* **Goal of the exercise**: In the records below, find the line with "find green foliage" and the line with "find tall tree trunk". Print both exactly, along with every line between them, and no other line.
[Dataset content]
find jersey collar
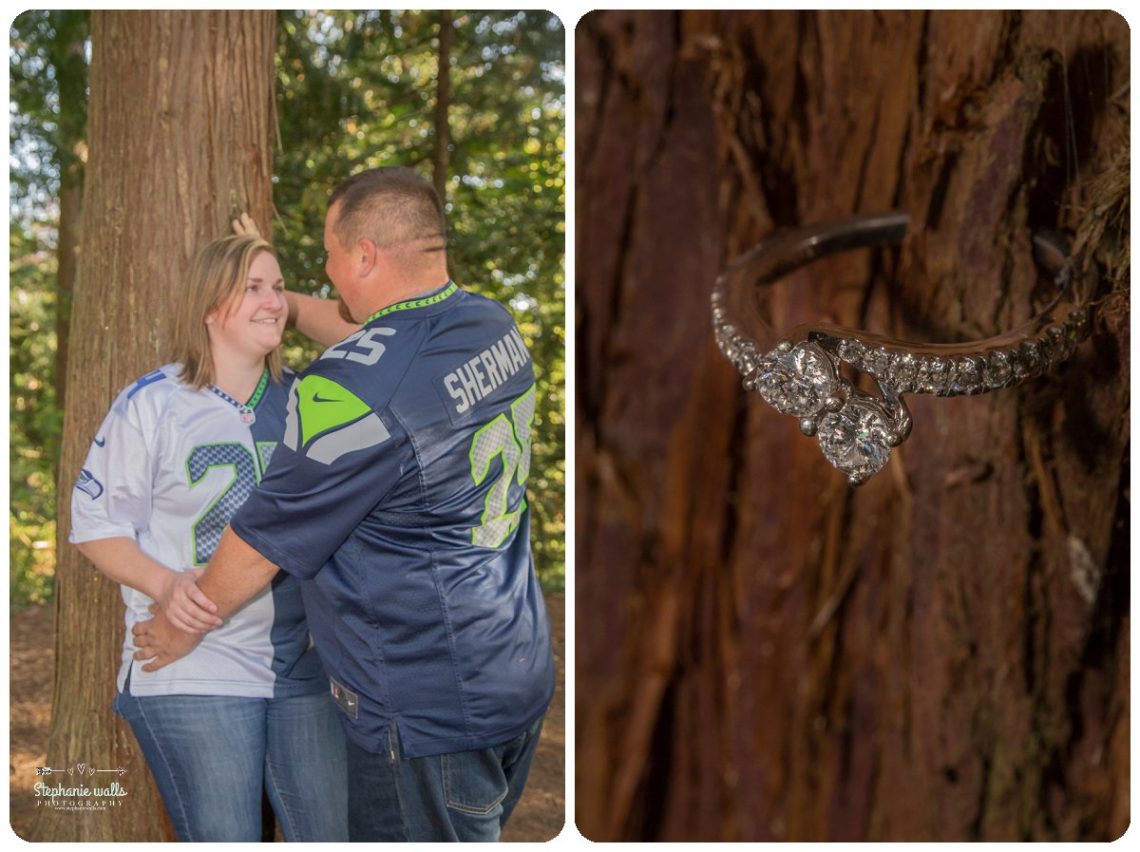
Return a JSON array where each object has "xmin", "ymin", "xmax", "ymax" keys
[
  {"xmin": 245, "ymin": 368, "xmax": 270, "ymax": 408},
  {"xmin": 364, "ymin": 281, "xmax": 458, "ymax": 324},
  {"xmin": 207, "ymin": 368, "xmax": 270, "ymax": 425}
]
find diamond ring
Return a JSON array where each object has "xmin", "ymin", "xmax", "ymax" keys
[{"xmin": 710, "ymin": 212, "xmax": 1094, "ymax": 484}]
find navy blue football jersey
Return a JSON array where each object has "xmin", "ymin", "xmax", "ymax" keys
[{"xmin": 231, "ymin": 282, "xmax": 554, "ymax": 758}]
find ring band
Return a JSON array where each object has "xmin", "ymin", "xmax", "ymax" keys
[{"xmin": 710, "ymin": 212, "xmax": 1094, "ymax": 484}]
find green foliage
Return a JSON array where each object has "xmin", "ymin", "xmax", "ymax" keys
[
  {"xmin": 9, "ymin": 10, "xmax": 89, "ymax": 214},
  {"xmin": 9, "ymin": 10, "xmax": 88, "ymax": 608},
  {"xmin": 10, "ymin": 222, "xmax": 62, "ymax": 607}
]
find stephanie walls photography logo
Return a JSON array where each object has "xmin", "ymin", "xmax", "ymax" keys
[{"xmin": 34, "ymin": 763, "xmax": 129, "ymax": 811}]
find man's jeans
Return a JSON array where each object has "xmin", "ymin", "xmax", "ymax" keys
[
  {"xmin": 346, "ymin": 715, "xmax": 545, "ymax": 841},
  {"xmin": 114, "ymin": 680, "xmax": 348, "ymax": 841}
]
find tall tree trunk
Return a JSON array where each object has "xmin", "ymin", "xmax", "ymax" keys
[
  {"xmin": 54, "ymin": 166, "xmax": 82, "ymax": 416},
  {"xmin": 433, "ymin": 9, "xmax": 452, "ymax": 204},
  {"xmin": 41, "ymin": 10, "xmax": 276, "ymax": 841},
  {"xmin": 577, "ymin": 10, "xmax": 1128, "ymax": 842},
  {"xmin": 50, "ymin": 12, "xmax": 89, "ymax": 419}
]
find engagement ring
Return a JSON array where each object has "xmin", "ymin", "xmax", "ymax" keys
[{"xmin": 711, "ymin": 212, "xmax": 1094, "ymax": 484}]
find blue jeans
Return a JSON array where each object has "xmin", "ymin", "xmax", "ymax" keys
[
  {"xmin": 114, "ymin": 679, "xmax": 348, "ymax": 841},
  {"xmin": 346, "ymin": 715, "xmax": 545, "ymax": 841}
]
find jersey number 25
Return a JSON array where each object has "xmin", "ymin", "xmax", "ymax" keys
[{"xmin": 469, "ymin": 384, "xmax": 536, "ymax": 548}]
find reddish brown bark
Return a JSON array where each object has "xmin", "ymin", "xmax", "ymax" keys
[
  {"xmin": 41, "ymin": 11, "xmax": 276, "ymax": 841},
  {"xmin": 47, "ymin": 15, "xmax": 87, "ymax": 418},
  {"xmin": 577, "ymin": 10, "xmax": 1128, "ymax": 842},
  {"xmin": 54, "ymin": 178, "xmax": 81, "ymax": 411}
]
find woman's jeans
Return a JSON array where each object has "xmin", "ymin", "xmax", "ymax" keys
[{"xmin": 114, "ymin": 680, "xmax": 348, "ymax": 842}]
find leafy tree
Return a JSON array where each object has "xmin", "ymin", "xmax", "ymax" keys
[
  {"xmin": 9, "ymin": 221, "xmax": 61, "ymax": 605},
  {"xmin": 9, "ymin": 10, "xmax": 89, "ymax": 607},
  {"xmin": 9, "ymin": 10, "xmax": 88, "ymax": 217}
]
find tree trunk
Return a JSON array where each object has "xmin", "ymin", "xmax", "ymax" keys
[
  {"xmin": 433, "ymin": 9, "xmax": 452, "ymax": 204},
  {"xmin": 50, "ymin": 12, "xmax": 89, "ymax": 419},
  {"xmin": 54, "ymin": 173, "xmax": 81, "ymax": 416},
  {"xmin": 577, "ymin": 10, "xmax": 1128, "ymax": 842},
  {"xmin": 41, "ymin": 10, "xmax": 276, "ymax": 841}
]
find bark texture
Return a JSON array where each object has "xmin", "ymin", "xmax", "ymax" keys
[
  {"xmin": 54, "ymin": 178, "xmax": 81, "ymax": 411},
  {"xmin": 42, "ymin": 11, "xmax": 276, "ymax": 841},
  {"xmin": 433, "ymin": 9, "xmax": 453, "ymax": 204},
  {"xmin": 576, "ymin": 10, "xmax": 1128, "ymax": 842}
]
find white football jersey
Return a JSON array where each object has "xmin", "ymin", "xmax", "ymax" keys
[{"xmin": 70, "ymin": 363, "xmax": 324, "ymax": 698}]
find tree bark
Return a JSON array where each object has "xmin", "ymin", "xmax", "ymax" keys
[
  {"xmin": 54, "ymin": 180, "xmax": 81, "ymax": 413},
  {"xmin": 433, "ymin": 9, "xmax": 452, "ymax": 204},
  {"xmin": 42, "ymin": 10, "xmax": 276, "ymax": 841},
  {"xmin": 577, "ymin": 10, "xmax": 1128, "ymax": 842},
  {"xmin": 50, "ymin": 12, "xmax": 89, "ymax": 418}
]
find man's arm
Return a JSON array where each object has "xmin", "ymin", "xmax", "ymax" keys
[
  {"xmin": 195, "ymin": 526, "xmax": 280, "ymax": 618},
  {"xmin": 131, "ymin": 527, "xmax": 280, "ymax": 671},
  {"xmin": 285, "ymin": 290, "xmax": 360, "ymax": 348}
]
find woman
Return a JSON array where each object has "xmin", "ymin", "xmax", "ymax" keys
[{"xmin": 70, "ymin": 233, "xmax": 355, "ymax": 841}]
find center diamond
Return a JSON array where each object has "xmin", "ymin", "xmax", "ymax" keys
[
  {"xmin": 816, "ymin": 398, "xmax": 893, "ymax": 483},
  {"xmin": 755, "ymin": 342, "xmax": 837, "ymax": 416}
]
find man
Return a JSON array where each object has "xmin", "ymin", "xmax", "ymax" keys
[{"xmin": 135, "ymin": 167, "xmax": 554, "ymax": 841}]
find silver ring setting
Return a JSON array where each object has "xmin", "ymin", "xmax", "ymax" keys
[{"xmin": 711, "ymin": 213, "xmax": 1093, "ymax": 484}]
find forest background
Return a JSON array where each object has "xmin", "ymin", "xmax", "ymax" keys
[
  {"xmin": 10, "ymin": 9, "xmax": 567, "ymax": 606},
  {"xmin": 9, "ymin": 9, "xmax": 565, "ymax": 841}
]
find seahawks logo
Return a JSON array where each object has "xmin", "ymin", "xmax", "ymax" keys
[
  {"xmin": 283, "ymin": 375, "xmax": 390, "ymax": 465},
  {"xmin": 76, "ymin": 468, "xmax": 104, "ymax": 500}
]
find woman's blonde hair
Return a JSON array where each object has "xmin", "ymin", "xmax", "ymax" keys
[{"xmin": 171, "ymin": 234, "xmax": 284, "ymax": 389}]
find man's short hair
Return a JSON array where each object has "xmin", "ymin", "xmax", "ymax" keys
[{"xmin": 328, "ymin": 167, "xmax": 446, "ymax": 254}]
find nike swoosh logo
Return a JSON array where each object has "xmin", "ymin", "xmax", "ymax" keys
[
  {"xmin": 94, "ymin": 437, "xmax": 106, "ymax": 447},
  {"xmin": 311, "ymin": 393, "xmax": 340, "ymax": 404}
]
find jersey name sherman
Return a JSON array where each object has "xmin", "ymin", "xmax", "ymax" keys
[{"xmin": 441, "ymin": 326, "xmax": 531, "ymax": 416}]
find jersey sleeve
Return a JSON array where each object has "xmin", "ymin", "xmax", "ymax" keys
[
  {"xmin": 69, "ymin": 390, "xmax": 155, "ymax": 544},
  {"xmin": 230, "ymin": 330, "xmax": 422, "ymax": 580}
]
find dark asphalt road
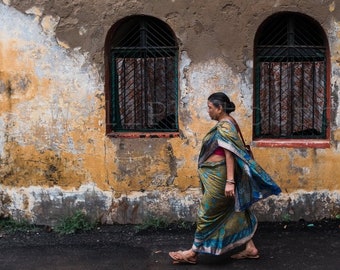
[/Dataset content]
* **Final answer**:
find green foliage
Return a JSON array where each object has "xmin", "ymin", "xmax", "ymax" keys
[
  {"xmin": 9, "ymin": 10, "xmax": 89, "ymax": 214},
  {"xmin": 9, "ymin": 10, "xmax": 88, "ymax": 608},
  {"xmin": 10, "ymin": 222, "xmax": 62, "ymax": 607}
]
find stephanie walls photography logo
Return a JSON array where each object has "xmin", "ymin", "xmax", "ymax" keys
[{"xmin": 34, "ymin": 763, "xmax": 129, "ymax": 811}]
find man's jeans
Return a JSON array where each object has "xmin", "ymin", "xmax", "ymax" keys
[
  {"xmin": 346, "ymin": 715, "xmax": 545, "ymax": 841},
  {"xmin": 114, "ymin": 680, "xmax": 348, "ymax": 841}
]
find tall tree trunk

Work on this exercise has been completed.